===== Text shown

The base class :class:`envs.ManagerBasedEnv` wraps around many intricacies of the simulation interaction
and provides a simple interface for the user to run the simulation and interact with it. It
is composed of the following components:

* :class:`scene.InteractiveScene` - The scene that is used for the simulation.
* :class:`managers.ActionManager` - The manager that handles actions.
* :class:`managers.ObservationManager` - The manager that handles observations.
* :class:`managers.EventManager` - The manager that schedules operations (such as domain randomization)
  at specified simulation events. For instance, at startup, on resets, or periodic intervals.

By configuring these components, the user can create different variations of the same environment
with minimal effort. In this tutorial, we will go through the different components of the
:class:`envs.ManagerBasedEnv` class and how to configure them to create a new environment.

Designing the scene
-------------------

The first step in creating a new environment is to configure its scene. For the cartpole
environment, we will be using the scene from the previous tutorial. Thus, we omit the
scene configuration here. For more details on how to configure a scene, see
:ref:`tutorial-interactive-scene`.

Defining actions
----------------

In the previous tutorial, we directly input the action to the cartpole using
the :meth:`assets.Articulation.set_joint_effort_target` method. In this tutorial, we will
use the :class:`managers.ActionManager` to handle the actions.

==========

_What you will do_:
Answer these from the tutorial excerpt above:
1. Which component schedules operations at specified simulation events?
2. Which scene does the cartpole environment use?
3. Which method did the previous tutorial use to input the action directly to the cartpole?

===== Supplied records

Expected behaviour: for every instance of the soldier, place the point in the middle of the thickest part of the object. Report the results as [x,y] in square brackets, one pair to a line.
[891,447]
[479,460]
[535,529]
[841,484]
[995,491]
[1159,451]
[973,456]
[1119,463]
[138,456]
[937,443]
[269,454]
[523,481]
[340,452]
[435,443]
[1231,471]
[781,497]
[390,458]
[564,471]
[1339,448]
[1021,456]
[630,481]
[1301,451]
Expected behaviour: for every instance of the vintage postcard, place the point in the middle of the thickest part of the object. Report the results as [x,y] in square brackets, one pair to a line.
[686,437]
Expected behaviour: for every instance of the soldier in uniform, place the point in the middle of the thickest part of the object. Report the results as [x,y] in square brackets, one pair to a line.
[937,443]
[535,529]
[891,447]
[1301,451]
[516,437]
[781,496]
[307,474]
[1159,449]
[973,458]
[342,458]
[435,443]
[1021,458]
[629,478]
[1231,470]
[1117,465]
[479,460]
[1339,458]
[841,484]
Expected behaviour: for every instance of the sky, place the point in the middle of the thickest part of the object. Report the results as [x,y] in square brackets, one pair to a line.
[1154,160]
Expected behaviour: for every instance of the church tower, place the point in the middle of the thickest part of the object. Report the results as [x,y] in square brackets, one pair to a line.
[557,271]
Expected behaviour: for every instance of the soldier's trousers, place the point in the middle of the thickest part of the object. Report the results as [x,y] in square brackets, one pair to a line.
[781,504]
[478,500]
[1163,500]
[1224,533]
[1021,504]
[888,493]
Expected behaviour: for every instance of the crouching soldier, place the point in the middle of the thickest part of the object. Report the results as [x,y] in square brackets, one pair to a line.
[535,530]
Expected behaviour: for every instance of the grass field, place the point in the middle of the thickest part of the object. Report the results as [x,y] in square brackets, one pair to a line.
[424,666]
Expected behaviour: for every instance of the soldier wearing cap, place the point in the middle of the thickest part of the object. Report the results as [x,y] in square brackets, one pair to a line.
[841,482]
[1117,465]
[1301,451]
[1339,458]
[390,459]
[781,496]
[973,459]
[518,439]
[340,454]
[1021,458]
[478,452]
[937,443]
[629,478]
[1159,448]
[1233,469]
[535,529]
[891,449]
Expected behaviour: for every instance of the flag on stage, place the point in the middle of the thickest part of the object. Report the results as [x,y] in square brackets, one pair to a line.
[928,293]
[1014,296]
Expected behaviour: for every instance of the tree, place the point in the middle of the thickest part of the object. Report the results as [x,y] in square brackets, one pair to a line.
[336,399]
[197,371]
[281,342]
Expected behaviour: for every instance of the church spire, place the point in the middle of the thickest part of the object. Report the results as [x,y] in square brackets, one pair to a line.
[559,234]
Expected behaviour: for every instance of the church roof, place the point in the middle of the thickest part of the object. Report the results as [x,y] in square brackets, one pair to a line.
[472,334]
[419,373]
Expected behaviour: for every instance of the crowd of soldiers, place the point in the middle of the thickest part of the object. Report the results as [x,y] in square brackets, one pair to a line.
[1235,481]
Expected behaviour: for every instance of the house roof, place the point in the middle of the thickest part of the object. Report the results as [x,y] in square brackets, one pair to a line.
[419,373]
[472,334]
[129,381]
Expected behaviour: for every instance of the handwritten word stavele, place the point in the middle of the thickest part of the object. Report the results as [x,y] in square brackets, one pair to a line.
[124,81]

==========

_Task result_:
1. managers.EventManager
2. The scene from the previous tutorial
3. assets.Articulation.set_joint_effort_target